Material for this exercise:
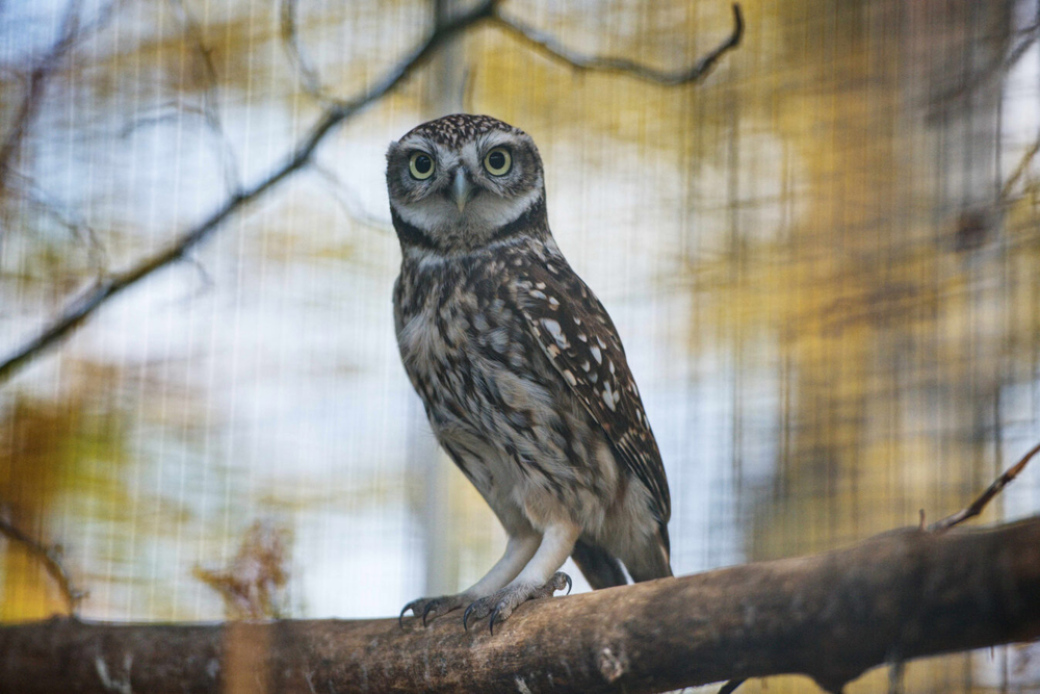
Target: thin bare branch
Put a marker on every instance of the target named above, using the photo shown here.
(553, 49)
(979, 505)
(1023, 165)
(73, 31)
(290, 40)
(334, 114)
(209, 108)
(50, 556)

Your objective:
Could you output every record above exactly as written, leaving out the pictures?

Answer to the problem:
Target: thin bare branch
Put a marker on every instance of the target named above, using the photo shown here.
(553, 49)
(979, 505)
(1023, 165)
(73, 31)
(290, 40)
(334, 114)
(209, 108)
(50, 556)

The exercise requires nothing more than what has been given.